Given request:
Set down exactly the lines from the one containing "tire and record integer pixel coordinates." through the end of the records below, both included, and nothing else.
start Stored records
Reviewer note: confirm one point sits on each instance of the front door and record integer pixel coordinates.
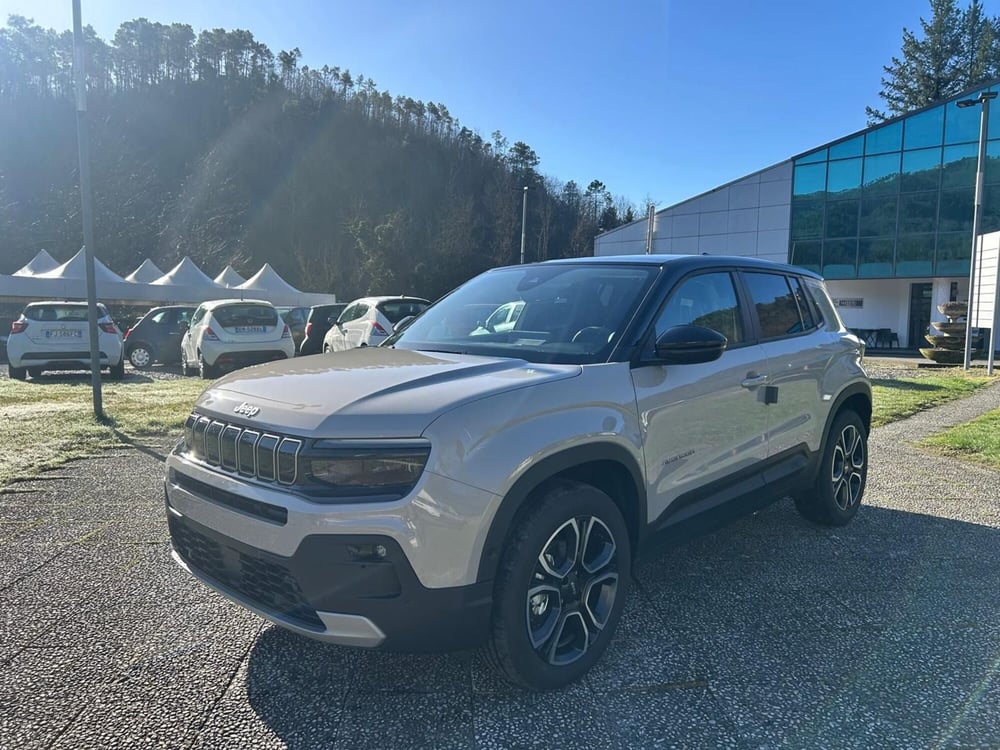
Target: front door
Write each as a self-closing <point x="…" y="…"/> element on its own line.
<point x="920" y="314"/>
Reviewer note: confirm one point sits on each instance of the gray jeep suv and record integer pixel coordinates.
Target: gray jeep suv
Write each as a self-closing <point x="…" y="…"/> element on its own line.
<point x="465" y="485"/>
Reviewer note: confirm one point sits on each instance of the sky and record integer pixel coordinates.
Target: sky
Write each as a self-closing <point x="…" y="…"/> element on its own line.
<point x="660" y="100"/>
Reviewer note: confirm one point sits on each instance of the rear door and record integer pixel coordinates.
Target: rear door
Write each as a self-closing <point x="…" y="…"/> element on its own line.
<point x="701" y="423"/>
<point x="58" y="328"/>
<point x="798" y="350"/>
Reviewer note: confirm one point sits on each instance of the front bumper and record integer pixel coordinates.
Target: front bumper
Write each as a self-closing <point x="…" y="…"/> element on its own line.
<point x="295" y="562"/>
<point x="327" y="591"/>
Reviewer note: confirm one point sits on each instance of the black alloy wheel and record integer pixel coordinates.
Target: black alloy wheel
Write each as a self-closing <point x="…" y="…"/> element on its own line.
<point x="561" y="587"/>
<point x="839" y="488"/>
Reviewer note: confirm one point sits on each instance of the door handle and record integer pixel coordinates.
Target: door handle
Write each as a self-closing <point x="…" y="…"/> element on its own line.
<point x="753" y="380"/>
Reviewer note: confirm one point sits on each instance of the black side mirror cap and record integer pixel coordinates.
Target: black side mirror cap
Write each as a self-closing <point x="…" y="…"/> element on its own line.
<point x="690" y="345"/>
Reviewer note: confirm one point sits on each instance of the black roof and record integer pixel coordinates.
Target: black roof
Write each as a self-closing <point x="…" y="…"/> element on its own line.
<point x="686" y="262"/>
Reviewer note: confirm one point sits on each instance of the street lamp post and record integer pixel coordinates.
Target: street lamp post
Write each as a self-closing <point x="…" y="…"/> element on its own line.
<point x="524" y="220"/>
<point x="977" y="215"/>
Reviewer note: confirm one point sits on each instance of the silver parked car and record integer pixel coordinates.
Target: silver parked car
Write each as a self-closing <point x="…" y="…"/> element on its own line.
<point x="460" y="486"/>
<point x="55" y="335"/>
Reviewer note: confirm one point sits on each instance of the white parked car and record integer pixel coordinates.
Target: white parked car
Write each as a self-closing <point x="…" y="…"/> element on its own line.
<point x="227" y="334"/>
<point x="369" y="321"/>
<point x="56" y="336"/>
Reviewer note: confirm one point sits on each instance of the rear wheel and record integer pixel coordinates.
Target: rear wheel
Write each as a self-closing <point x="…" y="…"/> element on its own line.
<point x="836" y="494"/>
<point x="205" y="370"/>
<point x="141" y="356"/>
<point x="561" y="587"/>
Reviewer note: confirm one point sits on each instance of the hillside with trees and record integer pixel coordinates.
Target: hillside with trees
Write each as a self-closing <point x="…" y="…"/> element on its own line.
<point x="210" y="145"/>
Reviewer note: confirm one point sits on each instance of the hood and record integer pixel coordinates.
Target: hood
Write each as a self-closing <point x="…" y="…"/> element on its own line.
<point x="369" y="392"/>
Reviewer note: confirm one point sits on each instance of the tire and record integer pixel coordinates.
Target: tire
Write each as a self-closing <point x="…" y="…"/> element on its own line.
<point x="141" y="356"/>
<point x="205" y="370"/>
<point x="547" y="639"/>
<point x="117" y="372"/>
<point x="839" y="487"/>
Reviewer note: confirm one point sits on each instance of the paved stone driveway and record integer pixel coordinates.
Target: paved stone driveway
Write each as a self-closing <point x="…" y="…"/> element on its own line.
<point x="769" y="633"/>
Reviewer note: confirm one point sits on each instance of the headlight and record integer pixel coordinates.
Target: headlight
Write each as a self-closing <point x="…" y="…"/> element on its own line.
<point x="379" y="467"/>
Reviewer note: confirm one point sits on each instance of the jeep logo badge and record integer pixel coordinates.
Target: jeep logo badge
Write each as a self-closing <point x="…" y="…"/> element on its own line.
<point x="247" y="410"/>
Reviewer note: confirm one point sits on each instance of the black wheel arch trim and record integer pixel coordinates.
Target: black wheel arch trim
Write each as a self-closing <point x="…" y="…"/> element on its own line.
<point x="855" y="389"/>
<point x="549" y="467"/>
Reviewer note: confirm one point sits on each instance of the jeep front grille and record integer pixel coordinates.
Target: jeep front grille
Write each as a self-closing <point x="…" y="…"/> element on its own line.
end Stored records
Output for this task:
Reviewer note: confirm one point sits on each instance of the tire and record integer pixel coordinates.
Target: tire
Write each as a self-closing <point x="…" y="…"/> element on its own line.
<point x="141" y="356"/>
<point x="205" y="370"/>
<point x="547" y="639"/>
<point x="117" y="372"/>
<point x="839" y="487"/>
Reviewer note: confirm one point sits on each instance of the paved stone driveway and record integer pixel coordinates.
Target: paved stone driveway
Write each as a self-closing <point x="…" y="…"/> element on its own line.
<point x="769" y="633"/>
Reviewer note: confirm one point sits on each instance of the headlight and record integer pixel coordinates.
Target: headlight
Write each as a self-closing <point x="…" y="…"/> element on its own line.
<point x="379" y="467"/>
Reviewer note: confirm one point sits on each instance of the jeep logo badge and record integer pixel coordinates.
Target: jeep logo badge
Write each as a self-closing <point x="…" y="…"/> element on its own line.
<point x="247" y="410"/>
Reviewer note: confirm one point sits on each instance of the black wheel arch trim and record integer pixel coordinates.
Target: black wheel arch trim
Write each as a self-closing <point x="…" y="…"/> element on its own line.
<point x="855" y="389"/>
<point x="549" y="467"/>
Reviewer note: confirm one point sits on each instance of the jeep front grille and record integer pixel coordinates.
Target: jeep front grille
Write each as a self-closing <point x="…" y="…"/> element on its own line.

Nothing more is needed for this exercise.